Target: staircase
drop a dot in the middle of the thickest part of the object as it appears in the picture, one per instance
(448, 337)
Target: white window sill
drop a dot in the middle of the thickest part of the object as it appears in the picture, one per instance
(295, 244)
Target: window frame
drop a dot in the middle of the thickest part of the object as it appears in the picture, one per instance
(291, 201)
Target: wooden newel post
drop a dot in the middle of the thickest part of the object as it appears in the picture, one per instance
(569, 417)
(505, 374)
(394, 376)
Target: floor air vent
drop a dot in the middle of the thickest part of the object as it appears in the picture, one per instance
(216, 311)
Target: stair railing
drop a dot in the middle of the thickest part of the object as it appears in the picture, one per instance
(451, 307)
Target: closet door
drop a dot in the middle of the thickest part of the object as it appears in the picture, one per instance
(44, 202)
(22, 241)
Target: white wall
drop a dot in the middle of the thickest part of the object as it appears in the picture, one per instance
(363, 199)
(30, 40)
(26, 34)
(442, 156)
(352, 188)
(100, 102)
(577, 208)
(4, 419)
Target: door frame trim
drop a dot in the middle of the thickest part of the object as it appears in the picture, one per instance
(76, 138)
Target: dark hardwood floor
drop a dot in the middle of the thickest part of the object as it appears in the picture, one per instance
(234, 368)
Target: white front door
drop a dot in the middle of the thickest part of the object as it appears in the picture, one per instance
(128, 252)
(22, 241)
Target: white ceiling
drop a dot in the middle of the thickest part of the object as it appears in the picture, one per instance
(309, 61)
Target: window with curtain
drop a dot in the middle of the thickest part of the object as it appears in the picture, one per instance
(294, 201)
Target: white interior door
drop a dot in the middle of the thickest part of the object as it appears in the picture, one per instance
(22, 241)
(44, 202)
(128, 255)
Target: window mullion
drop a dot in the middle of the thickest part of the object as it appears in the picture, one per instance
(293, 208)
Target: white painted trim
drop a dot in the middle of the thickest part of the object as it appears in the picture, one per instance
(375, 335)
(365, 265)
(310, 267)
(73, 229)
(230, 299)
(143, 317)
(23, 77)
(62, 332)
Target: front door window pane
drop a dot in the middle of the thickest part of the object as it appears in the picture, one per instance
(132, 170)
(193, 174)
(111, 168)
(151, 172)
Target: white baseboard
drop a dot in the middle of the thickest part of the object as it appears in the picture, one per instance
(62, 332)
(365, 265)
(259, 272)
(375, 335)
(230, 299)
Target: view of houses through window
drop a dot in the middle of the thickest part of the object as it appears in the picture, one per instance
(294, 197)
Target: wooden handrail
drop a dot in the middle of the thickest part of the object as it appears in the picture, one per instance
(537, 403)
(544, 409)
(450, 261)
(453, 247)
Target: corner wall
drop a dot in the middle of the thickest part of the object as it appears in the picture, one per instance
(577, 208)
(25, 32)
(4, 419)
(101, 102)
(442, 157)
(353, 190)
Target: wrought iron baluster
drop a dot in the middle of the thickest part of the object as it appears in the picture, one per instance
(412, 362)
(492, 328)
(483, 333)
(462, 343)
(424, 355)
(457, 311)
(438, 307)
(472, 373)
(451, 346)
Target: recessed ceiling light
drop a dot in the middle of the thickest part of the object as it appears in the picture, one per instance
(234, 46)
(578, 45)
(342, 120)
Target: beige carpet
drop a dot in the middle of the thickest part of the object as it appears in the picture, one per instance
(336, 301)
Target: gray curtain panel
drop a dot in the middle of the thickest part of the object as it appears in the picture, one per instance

### Exercise directions
In this exercise, repeat all entries exactly.

### The output
Target: staircase
drop a dot in the middle of the thickest part of the object as it appears in the picture, one per instance
(448, 337)
Target: white window sill
drop a dot in the middle of the thickest part of the object as it appears in the picture, one per instance
(295, 244)
Target: window frame
drop a dot in the middle of the thickest part of the object as it appears in the picture, one per instance
(291, 201)
Target: wooden newel post
drop a dot in the middle of the thickest part of the object as it appears in the picture, one per instance
(569, 417)
(505, 374)
(394, 376)
Target: floor air vent
drop a dot in the middle of the thickest part of the object as it appears in the picture, one per instance
(216, 311)
Target: stair railing
drop a dot in the middle of the thickest part of the object as it appears in the picture, one per instance
(451, 307)
Target: closet door
drop a dot in the middle of the thickest part of the object as it appears in the picture, one per instance
(44, 202)
(22, 241)
Target: white wall
drop a dot in the middle of the thickest part of the object as it appears in the picture, one per instance
(363, 199)
(30, 40)
(26, 34)
(442, 156)
(352, 188)
(100, 102)
(577, 208)
(4, 419)
Target: door frame trim
drop a dot in the middle of the thickest part of the object as it appears in the picture, one per instance
(76, 138)
Target: dark hardwood floor
drop a dot in the middle of the thickest part of the object as it appears in the picture, one per instance
(234, 368)
Target: white front door
drop a dot in the middle of the thickest part of the object as it appears in the picture, one per instance
(128, 252)
(22, 241)
Target: white ceiling
drop a dot in the middle of the thickest part of the object as it appears in the picture, one per instance
(309, 61)
Target: window with curtain
drop a dot in the middle of the thickest part of the object as it appears in the picture, one per instance
(294, 201)
Target: white interior door
drop a dot in the middle of the thickest part of the object as it appears in the picture, one per instance
(22, 241)
(44, 202)
(128, 255)
Target: window mullion
drop a dot in the middle of the thickest part of the object as it appears in the picture, one per instance
(293, 208)
Target: white painted trim
drop a dot in the middle of the thickest part of the object as it appears in the picture, one per instance
(375, 335)
(365, 265)
(310, 267)
(73, 229)
(230, 299)
(143, 317)
(23, 77)
(62, 332)
Target: front door window pane
drop a dot in the middle of the thickest part of the object as it appears in the picture, one per instance
(132, 170)
(193, 174)
(111, 168)
(151, 172)
Target: white baseboard
drop a dot in the middle of the thickest part of the object as it appears in the picture, one per instance
(62, 332)
(365, 265)
(259, 272)
(375, 335)
(230, 299)
Target: view of houses through window
drop a dot in the middle of the thickest part of the object as it appears in the picture, one per instance
(294, 197)
Target: wooden handrail
drop a dot in the middle of the thickest part of the object as it appears in the picture, one per instance
(537, 403)
(544, 409)
(450, 261)
(453, 247)
Target: corner wall
drop a dot in the middle of the thickest part of the object as it appears in the picture, one per instance
(577, 208)
(25, 32)
(4, 419)
(101, 102)
(442, 157)
(353, 190)
Target: wrought iron baluster
drop a dot in the middle of the thickest part of the object as it appears in the picture, one per instance
(412, 362)
(492, 328)
(483, 333)
(462, 343)
(424, 355)
(457, 311)
(438, 307)
(472, 373)
(451, 346)
Target: recessed ceiling light
drop a dot in the middle of the thickest part of the object as it appears in the picture, one per instance
(234, 46)
(578, 45)
(342, 120)
Target: beige carpet
drop a dot in the middle of the thickest part of the object as it appears in the picture, one per instance
(336, 301)
Target: gray curtain panel
drop a dot in the middle of the thickest part of the object as it appears in the picture, one per instance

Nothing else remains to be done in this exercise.